REQUEST: Reproduce all the entries below with every "Target" swapped for "Object" and nothing else altered. Omit the pictures from your answer.

----------------------------------------

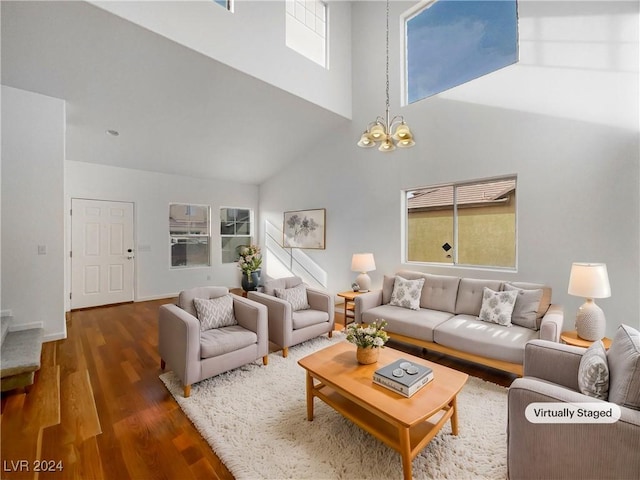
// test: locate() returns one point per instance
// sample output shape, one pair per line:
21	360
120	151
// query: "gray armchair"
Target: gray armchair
195	355
288	326
566	450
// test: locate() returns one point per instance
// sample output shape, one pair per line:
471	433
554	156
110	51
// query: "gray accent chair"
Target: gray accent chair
194	355
288	327
565	450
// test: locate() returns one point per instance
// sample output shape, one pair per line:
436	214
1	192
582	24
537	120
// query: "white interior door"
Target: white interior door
102	253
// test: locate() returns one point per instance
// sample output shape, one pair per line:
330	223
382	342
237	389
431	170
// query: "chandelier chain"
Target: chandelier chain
387	64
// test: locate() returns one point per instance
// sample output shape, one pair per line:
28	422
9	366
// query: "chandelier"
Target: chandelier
386	131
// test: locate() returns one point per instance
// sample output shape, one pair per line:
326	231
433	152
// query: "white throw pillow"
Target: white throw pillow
296	296
525	311
215	312
497	307
406	293
624	367
593	373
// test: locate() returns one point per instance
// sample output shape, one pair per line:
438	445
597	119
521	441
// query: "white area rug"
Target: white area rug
254	418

----------------------------------------

RESPONSE TO THIS TASK:
// test: locate() returns one point per instance
// sample output shape, one pair per line:
21	360
120	151
// query: "gray armchair"
Object: gray armchair
195	355
288	326
566	450
// test: locate() returns one point per instance
// sample output shape, one pair per line:
471	433
554	156
110	51
// query: "gray accent chair"
Object: gray accent chair
194	355
288	327
565	450
// test: locate() returns one point per instance
// sample output shape, one pair per line:
436	214
1	192
582	24
537	120
// query: "white interior door"
Object: white interior door
102	253
// test: locate() returns one point per instance
// sample output shape, one pair per line:
330	223
382	342
237	389
431	170
// query: "chandelier chain"
Object: chandelier chain
387	64
// test: locate() returns one point per instance
// sample output shape, one pair per line:
28	422
9	366
// query: "chandelier"
Object: chandelier
386	131
// test: locate() returns one point per instance
// sample output shape, one pair per line:
326	231
433	152
// query: "white throw pillow"
Object: white throw pillow
296	296
525	311
215	312
497	307
406	293
624	367
593	373
// test: locate() returns one point per instance
// sample output shape, one pair per line:
438	445
597	119
521	441
// query: "white area rug"
Object: white area rug
254	418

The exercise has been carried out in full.